:: Image object location entries ::
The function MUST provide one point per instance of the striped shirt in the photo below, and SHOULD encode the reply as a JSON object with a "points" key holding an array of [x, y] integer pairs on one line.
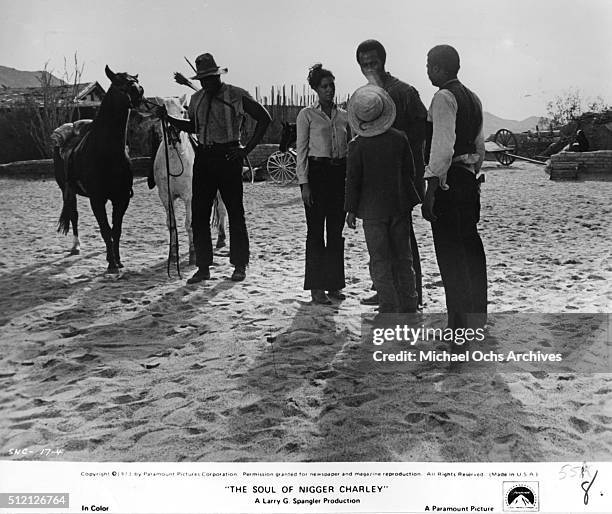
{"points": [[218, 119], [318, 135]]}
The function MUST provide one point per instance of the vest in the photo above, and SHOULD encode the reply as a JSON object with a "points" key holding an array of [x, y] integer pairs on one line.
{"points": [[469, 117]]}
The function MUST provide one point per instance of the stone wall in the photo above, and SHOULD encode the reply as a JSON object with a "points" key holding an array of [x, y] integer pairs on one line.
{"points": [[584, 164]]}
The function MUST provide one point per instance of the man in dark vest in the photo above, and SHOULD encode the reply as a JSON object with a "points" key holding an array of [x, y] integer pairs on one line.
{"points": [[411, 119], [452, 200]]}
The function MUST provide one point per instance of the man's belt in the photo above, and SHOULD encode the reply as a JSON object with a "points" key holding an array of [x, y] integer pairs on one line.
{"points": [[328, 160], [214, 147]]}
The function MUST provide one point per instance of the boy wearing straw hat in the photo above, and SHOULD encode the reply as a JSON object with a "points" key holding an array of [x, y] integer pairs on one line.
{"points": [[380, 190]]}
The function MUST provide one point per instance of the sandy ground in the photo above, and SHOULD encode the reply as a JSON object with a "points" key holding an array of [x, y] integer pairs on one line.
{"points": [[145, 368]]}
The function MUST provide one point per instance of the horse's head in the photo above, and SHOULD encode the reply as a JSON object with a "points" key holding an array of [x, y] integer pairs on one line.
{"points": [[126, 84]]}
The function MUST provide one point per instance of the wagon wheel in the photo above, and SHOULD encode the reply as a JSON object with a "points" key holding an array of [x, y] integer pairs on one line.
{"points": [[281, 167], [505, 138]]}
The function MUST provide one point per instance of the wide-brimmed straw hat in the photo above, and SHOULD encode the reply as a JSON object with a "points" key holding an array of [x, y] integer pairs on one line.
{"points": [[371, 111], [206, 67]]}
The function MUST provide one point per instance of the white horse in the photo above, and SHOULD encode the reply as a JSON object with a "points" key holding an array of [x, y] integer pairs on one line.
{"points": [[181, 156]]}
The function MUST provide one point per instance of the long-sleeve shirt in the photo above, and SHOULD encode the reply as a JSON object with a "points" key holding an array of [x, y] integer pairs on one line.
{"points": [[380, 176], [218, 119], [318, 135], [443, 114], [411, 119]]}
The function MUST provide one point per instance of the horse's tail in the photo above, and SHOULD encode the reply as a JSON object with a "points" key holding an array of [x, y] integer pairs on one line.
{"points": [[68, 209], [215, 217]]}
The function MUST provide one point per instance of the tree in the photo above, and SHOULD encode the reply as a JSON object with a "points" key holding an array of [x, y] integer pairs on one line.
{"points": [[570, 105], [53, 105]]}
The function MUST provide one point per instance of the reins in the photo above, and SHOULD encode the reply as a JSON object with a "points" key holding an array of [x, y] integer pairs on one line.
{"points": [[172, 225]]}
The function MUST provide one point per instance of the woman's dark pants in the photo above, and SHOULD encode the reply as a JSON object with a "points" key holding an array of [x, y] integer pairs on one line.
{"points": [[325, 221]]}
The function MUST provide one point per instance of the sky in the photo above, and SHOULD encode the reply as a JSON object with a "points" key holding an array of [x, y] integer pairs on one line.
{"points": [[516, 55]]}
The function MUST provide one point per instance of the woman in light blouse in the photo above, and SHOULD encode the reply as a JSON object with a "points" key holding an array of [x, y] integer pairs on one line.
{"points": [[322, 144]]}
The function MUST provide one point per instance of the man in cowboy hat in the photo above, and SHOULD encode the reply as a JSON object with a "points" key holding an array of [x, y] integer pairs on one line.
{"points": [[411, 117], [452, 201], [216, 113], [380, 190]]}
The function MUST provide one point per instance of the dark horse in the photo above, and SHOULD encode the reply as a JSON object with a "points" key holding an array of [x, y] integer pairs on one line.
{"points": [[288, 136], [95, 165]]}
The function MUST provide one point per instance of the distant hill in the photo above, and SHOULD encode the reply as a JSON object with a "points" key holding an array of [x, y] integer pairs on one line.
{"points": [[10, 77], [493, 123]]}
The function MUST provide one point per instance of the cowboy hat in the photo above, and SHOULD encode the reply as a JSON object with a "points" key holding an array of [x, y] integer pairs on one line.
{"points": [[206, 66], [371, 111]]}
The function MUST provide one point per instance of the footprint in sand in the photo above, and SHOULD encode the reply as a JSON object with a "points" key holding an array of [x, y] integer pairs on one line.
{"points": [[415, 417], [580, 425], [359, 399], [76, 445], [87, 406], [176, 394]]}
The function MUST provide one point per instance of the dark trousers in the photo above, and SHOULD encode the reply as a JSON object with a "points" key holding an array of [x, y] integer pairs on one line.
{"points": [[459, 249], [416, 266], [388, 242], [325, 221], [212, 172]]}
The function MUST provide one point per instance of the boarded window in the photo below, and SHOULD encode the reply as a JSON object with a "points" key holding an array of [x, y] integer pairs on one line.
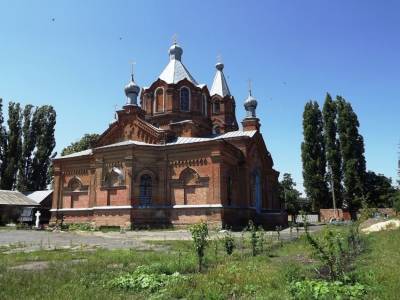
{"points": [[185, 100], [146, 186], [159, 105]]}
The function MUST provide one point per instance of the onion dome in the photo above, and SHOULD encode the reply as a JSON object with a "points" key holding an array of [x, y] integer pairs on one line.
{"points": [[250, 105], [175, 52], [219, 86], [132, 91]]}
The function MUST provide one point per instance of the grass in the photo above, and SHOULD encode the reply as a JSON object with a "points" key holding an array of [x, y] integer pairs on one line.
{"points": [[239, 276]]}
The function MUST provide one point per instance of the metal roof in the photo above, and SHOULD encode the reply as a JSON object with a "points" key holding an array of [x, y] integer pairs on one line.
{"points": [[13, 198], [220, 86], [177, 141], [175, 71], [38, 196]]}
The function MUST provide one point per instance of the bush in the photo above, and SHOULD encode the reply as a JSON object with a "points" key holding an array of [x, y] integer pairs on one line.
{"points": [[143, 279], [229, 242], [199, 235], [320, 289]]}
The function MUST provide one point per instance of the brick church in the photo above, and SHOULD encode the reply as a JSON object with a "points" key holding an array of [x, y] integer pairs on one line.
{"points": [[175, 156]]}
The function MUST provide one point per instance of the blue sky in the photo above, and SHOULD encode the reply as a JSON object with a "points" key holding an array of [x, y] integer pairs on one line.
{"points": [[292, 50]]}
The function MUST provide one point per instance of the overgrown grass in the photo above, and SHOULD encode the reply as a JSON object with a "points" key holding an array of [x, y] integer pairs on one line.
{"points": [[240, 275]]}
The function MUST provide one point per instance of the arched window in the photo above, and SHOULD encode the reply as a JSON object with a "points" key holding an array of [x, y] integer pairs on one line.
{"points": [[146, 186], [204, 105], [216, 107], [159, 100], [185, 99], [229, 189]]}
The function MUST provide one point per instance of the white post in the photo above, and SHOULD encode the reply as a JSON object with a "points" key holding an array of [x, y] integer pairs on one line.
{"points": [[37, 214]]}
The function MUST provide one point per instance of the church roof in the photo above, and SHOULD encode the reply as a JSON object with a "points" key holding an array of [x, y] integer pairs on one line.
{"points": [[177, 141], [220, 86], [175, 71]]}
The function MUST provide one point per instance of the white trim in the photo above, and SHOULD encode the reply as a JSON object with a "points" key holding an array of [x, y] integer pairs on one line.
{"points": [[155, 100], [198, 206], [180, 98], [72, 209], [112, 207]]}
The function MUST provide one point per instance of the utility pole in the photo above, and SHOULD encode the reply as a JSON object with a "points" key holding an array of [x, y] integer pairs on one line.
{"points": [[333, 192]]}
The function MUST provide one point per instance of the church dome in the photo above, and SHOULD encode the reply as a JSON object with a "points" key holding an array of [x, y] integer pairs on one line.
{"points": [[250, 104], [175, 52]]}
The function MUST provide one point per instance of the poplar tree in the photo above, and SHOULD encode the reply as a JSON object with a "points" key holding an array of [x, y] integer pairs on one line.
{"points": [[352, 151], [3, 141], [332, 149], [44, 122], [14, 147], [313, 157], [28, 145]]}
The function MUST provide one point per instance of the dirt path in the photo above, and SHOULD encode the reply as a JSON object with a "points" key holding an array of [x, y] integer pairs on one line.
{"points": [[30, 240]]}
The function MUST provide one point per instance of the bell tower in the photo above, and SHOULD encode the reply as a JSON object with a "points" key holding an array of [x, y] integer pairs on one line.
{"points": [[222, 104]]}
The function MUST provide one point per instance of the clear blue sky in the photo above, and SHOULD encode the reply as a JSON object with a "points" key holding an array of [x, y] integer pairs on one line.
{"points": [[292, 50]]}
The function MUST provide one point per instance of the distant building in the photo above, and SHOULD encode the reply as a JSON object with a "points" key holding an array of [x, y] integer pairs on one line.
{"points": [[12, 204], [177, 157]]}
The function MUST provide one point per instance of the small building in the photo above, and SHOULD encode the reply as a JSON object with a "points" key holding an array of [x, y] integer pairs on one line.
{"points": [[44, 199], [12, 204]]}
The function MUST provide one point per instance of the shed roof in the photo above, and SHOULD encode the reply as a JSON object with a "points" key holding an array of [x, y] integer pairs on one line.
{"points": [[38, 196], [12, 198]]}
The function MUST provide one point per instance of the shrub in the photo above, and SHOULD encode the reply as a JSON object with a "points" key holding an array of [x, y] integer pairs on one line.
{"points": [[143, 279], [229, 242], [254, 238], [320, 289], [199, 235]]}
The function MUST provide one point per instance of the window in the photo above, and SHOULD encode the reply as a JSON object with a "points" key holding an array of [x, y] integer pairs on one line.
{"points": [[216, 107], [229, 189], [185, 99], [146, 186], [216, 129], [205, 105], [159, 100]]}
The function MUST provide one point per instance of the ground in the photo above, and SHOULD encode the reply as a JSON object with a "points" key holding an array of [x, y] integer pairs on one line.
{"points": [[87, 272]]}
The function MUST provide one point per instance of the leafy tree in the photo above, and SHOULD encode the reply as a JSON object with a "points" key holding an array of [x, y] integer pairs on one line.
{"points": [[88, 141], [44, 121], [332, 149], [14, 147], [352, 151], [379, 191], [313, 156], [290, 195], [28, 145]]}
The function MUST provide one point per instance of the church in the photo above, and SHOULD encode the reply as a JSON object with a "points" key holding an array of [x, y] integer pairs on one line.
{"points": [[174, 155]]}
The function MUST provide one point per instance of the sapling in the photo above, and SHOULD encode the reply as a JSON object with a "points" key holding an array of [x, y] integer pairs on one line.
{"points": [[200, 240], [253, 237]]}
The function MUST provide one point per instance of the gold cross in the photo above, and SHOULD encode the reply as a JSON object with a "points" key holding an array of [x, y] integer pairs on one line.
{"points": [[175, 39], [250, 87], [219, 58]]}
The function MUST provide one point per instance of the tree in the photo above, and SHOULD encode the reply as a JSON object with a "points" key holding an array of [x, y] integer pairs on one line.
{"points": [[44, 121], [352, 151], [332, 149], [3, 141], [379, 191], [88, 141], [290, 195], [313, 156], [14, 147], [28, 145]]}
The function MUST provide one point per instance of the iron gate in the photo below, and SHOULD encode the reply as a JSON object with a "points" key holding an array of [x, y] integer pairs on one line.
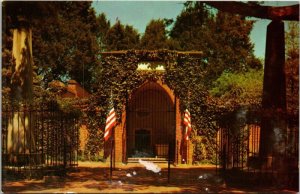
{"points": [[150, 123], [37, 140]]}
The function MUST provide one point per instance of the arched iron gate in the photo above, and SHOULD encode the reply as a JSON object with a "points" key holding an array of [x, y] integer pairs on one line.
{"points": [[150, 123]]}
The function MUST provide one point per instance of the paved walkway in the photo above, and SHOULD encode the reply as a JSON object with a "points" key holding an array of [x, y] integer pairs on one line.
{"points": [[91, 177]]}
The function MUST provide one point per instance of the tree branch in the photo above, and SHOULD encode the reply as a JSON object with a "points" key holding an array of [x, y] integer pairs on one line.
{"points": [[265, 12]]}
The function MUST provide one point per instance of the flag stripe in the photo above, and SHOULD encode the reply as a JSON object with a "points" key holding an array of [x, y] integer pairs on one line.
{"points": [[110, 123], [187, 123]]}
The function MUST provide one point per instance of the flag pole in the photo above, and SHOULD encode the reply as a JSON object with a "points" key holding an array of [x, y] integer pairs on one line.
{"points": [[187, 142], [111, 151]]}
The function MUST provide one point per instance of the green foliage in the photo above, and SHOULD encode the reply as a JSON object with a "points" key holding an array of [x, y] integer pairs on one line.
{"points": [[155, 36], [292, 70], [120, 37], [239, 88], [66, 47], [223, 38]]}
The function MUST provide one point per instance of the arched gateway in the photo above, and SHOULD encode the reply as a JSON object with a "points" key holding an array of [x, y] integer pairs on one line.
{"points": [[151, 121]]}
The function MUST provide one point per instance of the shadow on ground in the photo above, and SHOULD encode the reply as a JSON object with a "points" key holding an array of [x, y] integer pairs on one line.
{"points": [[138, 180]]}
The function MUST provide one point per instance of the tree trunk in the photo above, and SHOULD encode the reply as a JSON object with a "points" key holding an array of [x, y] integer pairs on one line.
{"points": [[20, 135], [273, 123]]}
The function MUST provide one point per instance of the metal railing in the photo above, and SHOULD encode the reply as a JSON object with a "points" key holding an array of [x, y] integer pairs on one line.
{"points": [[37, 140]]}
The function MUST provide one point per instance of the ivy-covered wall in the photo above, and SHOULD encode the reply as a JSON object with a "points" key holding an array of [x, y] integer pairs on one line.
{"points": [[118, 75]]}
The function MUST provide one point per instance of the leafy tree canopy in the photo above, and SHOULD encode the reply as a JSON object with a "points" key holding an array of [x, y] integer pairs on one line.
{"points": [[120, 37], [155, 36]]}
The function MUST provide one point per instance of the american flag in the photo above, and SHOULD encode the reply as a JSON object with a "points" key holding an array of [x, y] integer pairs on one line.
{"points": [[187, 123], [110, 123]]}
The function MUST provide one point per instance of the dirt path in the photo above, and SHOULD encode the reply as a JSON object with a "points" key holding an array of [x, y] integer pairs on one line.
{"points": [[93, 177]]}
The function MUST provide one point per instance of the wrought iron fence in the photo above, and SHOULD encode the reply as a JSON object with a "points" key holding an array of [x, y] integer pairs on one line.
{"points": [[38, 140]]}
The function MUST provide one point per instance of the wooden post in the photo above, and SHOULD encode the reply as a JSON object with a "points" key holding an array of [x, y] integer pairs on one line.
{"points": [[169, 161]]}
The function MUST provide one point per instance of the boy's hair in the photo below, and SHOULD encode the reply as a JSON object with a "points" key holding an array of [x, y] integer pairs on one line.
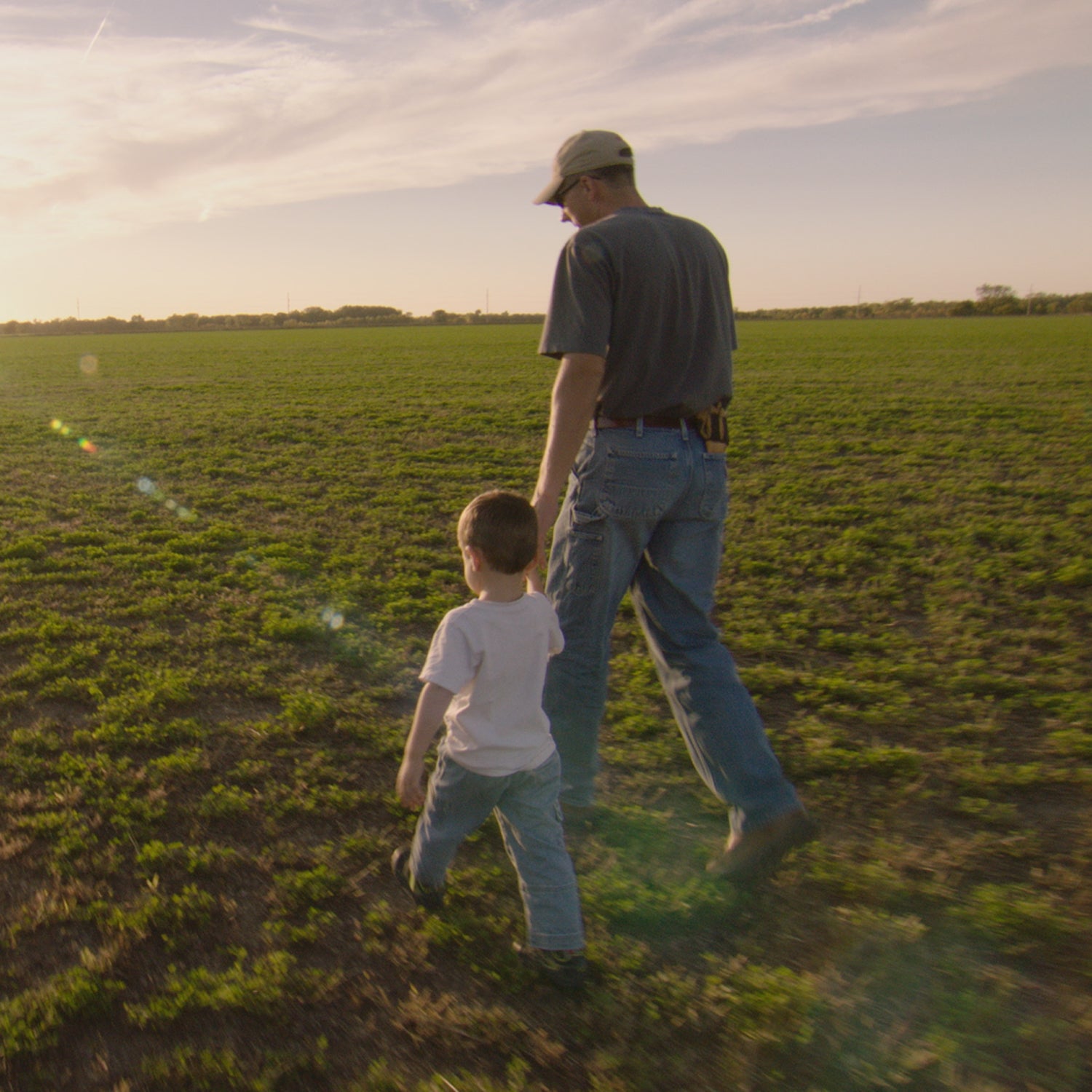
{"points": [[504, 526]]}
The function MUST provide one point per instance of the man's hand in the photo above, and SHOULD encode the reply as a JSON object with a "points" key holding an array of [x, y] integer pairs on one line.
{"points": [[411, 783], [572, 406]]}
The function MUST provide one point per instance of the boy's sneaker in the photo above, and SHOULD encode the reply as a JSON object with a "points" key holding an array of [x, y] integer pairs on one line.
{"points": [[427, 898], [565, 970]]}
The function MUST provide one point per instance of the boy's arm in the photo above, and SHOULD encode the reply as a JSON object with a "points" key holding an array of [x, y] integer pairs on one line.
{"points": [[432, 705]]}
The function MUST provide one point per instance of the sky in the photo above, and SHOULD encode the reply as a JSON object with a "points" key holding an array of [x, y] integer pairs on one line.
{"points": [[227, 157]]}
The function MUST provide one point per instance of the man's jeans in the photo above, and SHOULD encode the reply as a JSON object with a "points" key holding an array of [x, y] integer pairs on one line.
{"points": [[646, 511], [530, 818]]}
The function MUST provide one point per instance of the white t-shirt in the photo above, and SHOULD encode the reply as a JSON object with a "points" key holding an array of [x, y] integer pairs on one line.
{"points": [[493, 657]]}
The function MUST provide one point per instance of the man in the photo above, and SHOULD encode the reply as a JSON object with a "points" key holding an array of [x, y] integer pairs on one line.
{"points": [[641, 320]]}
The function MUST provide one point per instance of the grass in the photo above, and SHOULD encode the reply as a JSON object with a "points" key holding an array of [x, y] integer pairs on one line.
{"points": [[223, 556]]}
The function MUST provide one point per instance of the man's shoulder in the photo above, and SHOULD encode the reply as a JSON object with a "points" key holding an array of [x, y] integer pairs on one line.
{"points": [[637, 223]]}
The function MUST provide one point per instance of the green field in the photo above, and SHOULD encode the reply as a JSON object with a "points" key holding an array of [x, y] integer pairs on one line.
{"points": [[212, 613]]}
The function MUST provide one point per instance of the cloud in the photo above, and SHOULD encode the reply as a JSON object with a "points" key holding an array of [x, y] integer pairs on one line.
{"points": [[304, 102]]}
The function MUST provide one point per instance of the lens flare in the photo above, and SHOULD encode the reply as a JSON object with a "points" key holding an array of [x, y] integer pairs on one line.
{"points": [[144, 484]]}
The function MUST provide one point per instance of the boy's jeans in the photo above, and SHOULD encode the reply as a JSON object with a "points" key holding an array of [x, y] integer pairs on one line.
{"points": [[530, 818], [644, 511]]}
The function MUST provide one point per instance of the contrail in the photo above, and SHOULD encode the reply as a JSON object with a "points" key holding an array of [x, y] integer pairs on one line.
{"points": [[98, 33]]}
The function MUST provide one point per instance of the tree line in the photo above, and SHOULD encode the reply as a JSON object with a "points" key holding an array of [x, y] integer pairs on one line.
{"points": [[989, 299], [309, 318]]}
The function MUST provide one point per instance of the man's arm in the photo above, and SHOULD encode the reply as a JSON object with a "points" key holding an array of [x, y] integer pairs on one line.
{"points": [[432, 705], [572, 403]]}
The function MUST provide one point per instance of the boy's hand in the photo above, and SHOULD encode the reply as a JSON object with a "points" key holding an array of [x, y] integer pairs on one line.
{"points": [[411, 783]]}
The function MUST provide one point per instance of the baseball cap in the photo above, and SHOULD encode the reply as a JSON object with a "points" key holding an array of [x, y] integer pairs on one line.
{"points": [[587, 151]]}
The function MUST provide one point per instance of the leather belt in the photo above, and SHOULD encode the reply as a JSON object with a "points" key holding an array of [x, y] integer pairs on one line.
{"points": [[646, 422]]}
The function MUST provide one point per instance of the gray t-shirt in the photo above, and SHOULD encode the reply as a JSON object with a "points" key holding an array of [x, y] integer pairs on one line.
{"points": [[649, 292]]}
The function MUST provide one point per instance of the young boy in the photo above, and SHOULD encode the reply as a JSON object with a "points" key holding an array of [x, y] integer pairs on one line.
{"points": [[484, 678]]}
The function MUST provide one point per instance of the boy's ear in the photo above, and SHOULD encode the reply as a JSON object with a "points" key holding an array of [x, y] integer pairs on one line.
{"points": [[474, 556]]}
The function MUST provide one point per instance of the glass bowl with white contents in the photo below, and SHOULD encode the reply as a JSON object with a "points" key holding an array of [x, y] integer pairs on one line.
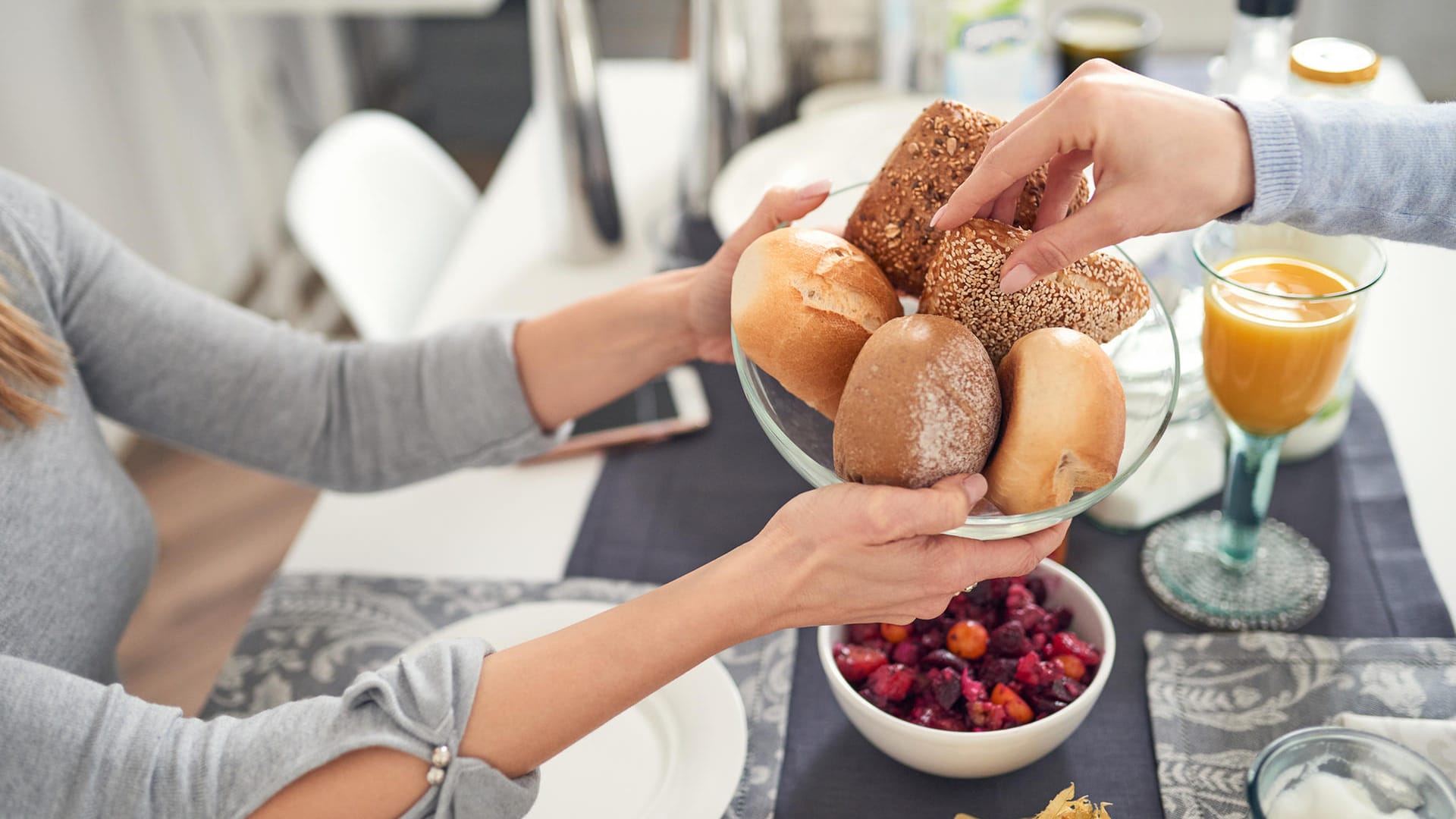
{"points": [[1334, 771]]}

:: Given exercise ::
Do not include pictures. Copy only the lines running from the line with "the boy's ear" through the last line of the records, exactly as they appear.

:: Answer to this exercise ::
The function MUST provide one point per instance of the boy's ear in the photo above, and SHOULD encode the reply as a JSON object with a "points" key holding an array of [x, y] integer pairs on one line.
{"points": [[474, 556]]}
The function MUST provide one point per instance of the glass bowl with white contents in the photo below, and SHOULD encode the reply as a JSON object with a "points" key holding an array of [x, y] integer pairs on one line.
{"points": [[1334, 771]]}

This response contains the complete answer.